▸ **Task objective**:
Write the records below out again exactly as given, with no images.

▸ **Exercise input**:
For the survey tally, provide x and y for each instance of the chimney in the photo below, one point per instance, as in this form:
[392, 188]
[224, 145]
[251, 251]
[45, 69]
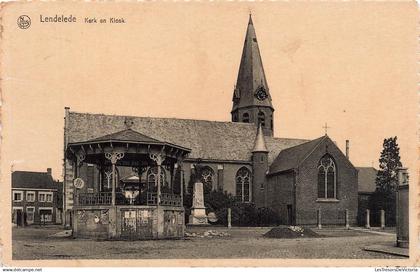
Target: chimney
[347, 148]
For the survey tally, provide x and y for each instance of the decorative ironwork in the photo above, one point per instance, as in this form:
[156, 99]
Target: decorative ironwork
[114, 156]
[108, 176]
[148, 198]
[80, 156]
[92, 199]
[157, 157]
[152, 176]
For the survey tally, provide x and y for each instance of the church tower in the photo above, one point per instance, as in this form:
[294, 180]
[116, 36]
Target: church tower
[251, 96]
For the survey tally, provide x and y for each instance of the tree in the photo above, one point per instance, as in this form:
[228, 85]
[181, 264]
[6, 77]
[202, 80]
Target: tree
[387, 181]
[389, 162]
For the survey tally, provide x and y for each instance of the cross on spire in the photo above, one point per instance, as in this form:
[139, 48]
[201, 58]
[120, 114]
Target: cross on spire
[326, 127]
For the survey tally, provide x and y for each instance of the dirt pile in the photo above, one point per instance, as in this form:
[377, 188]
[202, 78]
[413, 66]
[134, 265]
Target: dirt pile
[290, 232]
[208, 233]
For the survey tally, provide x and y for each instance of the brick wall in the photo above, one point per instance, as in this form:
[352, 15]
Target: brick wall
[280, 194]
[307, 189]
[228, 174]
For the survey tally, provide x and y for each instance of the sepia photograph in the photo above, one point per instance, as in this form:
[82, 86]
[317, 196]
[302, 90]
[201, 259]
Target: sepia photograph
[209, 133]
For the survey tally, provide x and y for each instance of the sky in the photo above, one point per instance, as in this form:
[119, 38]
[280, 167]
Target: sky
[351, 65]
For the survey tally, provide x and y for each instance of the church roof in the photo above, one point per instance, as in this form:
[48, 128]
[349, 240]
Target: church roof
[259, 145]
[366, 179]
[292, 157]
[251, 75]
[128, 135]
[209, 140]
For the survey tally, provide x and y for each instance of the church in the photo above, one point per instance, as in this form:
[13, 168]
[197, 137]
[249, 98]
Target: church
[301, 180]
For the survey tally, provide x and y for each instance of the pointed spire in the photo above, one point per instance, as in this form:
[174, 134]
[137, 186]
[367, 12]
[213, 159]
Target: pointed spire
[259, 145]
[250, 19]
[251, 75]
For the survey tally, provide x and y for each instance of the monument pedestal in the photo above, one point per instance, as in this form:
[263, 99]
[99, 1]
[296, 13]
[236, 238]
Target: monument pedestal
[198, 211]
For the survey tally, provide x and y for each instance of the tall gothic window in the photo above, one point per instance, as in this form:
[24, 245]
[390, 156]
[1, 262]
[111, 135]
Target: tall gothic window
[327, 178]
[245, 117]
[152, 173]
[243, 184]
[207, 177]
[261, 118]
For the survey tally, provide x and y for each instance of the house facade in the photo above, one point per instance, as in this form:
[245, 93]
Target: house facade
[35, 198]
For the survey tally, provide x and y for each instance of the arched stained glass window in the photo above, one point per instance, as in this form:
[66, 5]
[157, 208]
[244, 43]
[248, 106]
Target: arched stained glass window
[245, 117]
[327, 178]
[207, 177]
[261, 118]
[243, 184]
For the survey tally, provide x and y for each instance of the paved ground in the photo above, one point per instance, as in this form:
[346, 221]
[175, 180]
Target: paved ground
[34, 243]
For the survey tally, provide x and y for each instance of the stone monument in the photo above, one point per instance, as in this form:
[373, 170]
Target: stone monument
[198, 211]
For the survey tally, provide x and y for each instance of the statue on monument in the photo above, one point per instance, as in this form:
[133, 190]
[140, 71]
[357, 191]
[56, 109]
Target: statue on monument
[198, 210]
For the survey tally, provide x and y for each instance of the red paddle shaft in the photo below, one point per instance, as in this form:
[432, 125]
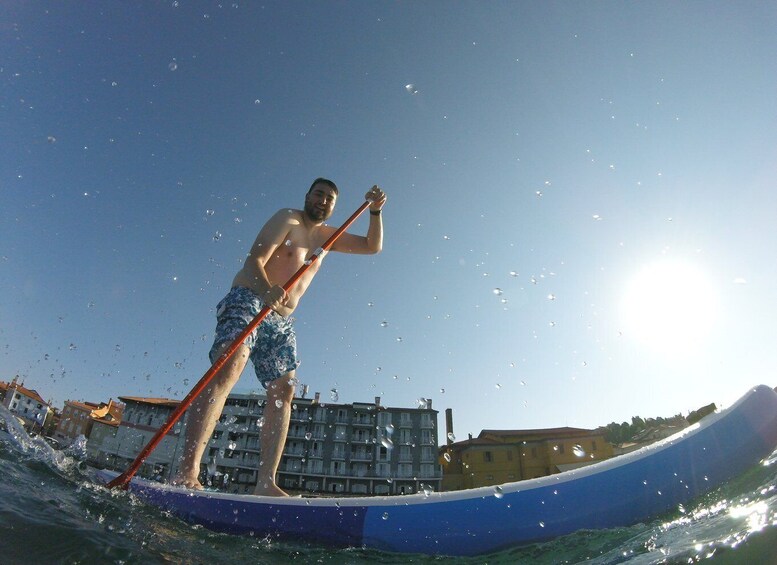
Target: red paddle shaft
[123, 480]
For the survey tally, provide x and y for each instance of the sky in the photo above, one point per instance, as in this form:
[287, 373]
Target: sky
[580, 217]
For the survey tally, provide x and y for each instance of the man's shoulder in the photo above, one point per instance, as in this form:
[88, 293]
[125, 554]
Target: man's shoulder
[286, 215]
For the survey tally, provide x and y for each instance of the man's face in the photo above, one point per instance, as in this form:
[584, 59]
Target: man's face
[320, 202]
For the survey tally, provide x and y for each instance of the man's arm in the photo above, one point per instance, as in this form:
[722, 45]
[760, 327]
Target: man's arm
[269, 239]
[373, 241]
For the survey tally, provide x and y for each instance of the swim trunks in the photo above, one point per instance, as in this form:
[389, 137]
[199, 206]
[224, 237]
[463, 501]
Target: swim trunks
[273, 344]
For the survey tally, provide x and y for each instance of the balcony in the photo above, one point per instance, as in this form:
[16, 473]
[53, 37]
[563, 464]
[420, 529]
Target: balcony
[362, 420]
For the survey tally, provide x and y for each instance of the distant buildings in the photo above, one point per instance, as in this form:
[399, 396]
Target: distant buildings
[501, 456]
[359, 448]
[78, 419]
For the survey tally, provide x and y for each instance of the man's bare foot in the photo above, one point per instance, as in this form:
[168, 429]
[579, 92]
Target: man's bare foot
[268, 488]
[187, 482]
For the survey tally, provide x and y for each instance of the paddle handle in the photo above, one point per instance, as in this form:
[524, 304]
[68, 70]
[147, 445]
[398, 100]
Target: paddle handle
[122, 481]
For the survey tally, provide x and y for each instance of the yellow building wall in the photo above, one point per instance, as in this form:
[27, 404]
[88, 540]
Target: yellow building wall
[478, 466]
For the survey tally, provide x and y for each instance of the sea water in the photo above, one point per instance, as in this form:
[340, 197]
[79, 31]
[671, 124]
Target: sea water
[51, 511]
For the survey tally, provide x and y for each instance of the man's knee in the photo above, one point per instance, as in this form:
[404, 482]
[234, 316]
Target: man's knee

▸ **Exercise solution**:
For the survey tally, provide x and y for each instance of the chimney in the photo below, one point per instance, as in this form:
[392, 188]
[224, 145]
[251, 251]
[45, 69]
Target: chimney
[347, 148]
For the survey tally, provide x and y for each instance of the decorative ironwork in the photo above, one point per instance, as in this form:
[156, 99]
Target: decorative ironwork
[114, 156]
[108, 176]
[148, 198]
[80, 156]
[92, 199]
[157, 157]
[152, 176]
For the survey tally, provide x and y for each instance of the church tower in the photo above, one point per instance, as in this form:
[294, 180]
[116, 36]
Target: church tower
[251, 96]
For the survey tally, provide x and y for each instance of the tree in the photo above, one point per instance, as in this form:
[228, 85]
[181, 264]
[6, 77]
[202, 80]
Target: tree
[387, 181]
[389, 162]
For the survey tally, provide x and y for each instance of the cross on spire in the photo above, one point per instance, as in this form:
[139, 48]
[201, 58]
[120, 114]
Target: cross on spire
[326, 127]
For the survey tally, provide x and y for each instance of the dirt pile in the photo above, one point per instance, as in this form:
[377, 188]
[202, 78]
[413, 66]
[134, 265]
Target: dirt pile
[290, 232]
[208, 233]
For the survey tally, provide x and y for each instance of the brick wall in the photo above, one point per instance, as in this form:
[352, 15]
Target: brick wall
[280, 194]
[307, 189]
[228, 174]
For the survey tally, provide x and y for each instance of the sepia photograph in the photo above, one point per instance, as in this form:
[82, 86]
[317, 196]
[302, 90]
[201, 259]
Target: sepia photograph
[209, 133]
For the survey tally, provide x and y for each instance of the sky in the photo above, one point per instance, as in this form:
[119, 38]
[280, 167]
Target: sky
[351, 65]
For the survey tally, provide x and y for each instance of the church roof in the photo above, one point per instance, as in this form:
[48, 128]
[349, 240]
Target: church roof
[259, 145]
[366, 179]
[292, 157]
[251, 75]
[128, 135]
[209, 140]
For the survey tally, provide x and y for each instance of the church in the photo above, one point per instance, as in this form:
[13, 168]
[197, 137]
[249, 98]
Target: church
[301, 180]
For the survey tally, provide x and y for each instance of the pointed spire in the photo above, one point per instance, as in this form:
[174, 134]
[137, 186]
[367, 12]
[213, 159]
Target: pointed spire
[259, 145]
[250, 19]
[251, 75]
For the survey tally, provide x and y for each instance of the monument pedestal in the photo above, one point per instance, as in this form:
[263, 99]
[99, 1]
[296, 13]
[236, 238]
Target: monument pedestal
[198, 211]
For the survey tally, provide x and y for each instance of the tall gothic window in the photo above, one point per instance, as in this form:
[24, 245]
[390, 156]
[1, 262]
[111, 135]
Target: tall gothic window
[327, 178]
[245, 117]
[152, 173]
[243, 184]
[207, 177]
[261, 118]
For the survey tally, provide x and y for each instance of the house facade in the photo above, one point per instance, as in this form:
[245, 93]
Target: house facade
[35, 198]
For the survey tally, provide x and y for each instance of the arched stained glass window in the photo above, one point per instance, as in this form:
[66, 5]
[157, 208]
[244, 43]
[248, 106]
Target: arched stained glass window
[245, 117]
[327, 178]
[207, 177]
[261, 118]
[243, 184]
For the survey tally, provide x and y for each instance of the paved ground in the photo above, one point per instance, as in this form:
[346, 221]
[175, 180]
Target: paved ground
[34, 243]
For the survey tally, provide x and y for each instance of the stone monument in the photo above, one point per instance, as in this form:
[373, 170]
Target: stone monument
[198, 211]
For the survey tally, provide x and y for each instance of the statue on monument in the photo above, one point per instance, as in this form:
[133, 190]
[140, 71]
[357, 191]
[56, 109]
Target: statue on monument
[198, 210]
For the survey tally, provide x and y for each instance of the red paddle shaft in the photo below, one point per instance, as in this form:
[432, 125]
Target: red paddle shaft
[123, 480]
For the survey tally, provide x and y for each instance of the sky in the photo above, one point per instance, as in this form:
[287, 373]
Target: sky
[580, 217]
For the survey tally, provide x and y for each instance of the man's shoulder in the photo above, one point per instance, as in this form:
[88, 293]
[125, 554]
Target: man's shoulder
[286, 215]
For the survey tally, provide x and y for each instance of the man's face in the photo above, one point per instance, as in this form:
[584, 59]
Target: man's face
[320, 202]
For the survey tally, provide x and y for each instance of the man's arm in the photo above, one point per instance, as in this form:
[722, 45]
[760, 327]
Target: man's arm
[269, 239]
[373, 241]
For the survey tally, provide x and y for each instance of the swim trunks in the photo above, one point per instance, as in this form:
[389, 137]
[199, 206]
[224, 237]
[463, 501]
Target: swim trunks
[273, 344]
For the survey tally, provide x and y for each instance of the balcony in the photo above, one point per instance, as in this form:
[16, 473]
[53, 37]
[563, 464]
[420, 529]
Target: balcony
[362, 420]
For the survey tally, provide x and y for each instance of the distant buildings in the photo above, one point per instance, as in this form:
[399, 396]
Target: distant buildings
[501, 456]
[359, 448]
[78, 419]
For the survey tally, provide x and y for each instance of the man's bare foot in the photo above, one point per instance, as in this form:
[168, 429]
[579, 92]
Target: man's bare foot
[268, 488]
[187, 482]
For the survey tally, provide x and y for each instance of the paddle handle in the photo above, one point per instance, as in this form:
[524, 304]
[68, 70]
[147, 445]
[398, 100]
Target: paddle handle
[122, 481]
For the survey tally, provide x and y for each instance of the yellow building wall in the photo above, one point per instance, as in this form:
[27, 404]
[88, 540]
Target: yellow building wall
[478, 466]
For the survey tally, provide x and y for each instance of the sea water in the photo above, one point per instance, as in this form:
[340, 197]
[79, 31]
[671, 124]
Target: sea water
[51, 511]
For the survey tally, provide x and y for each instance of the man's knee in the photo above, one point per instance, as in this form:
[404, 482]
[234, 316]
Target: man's knee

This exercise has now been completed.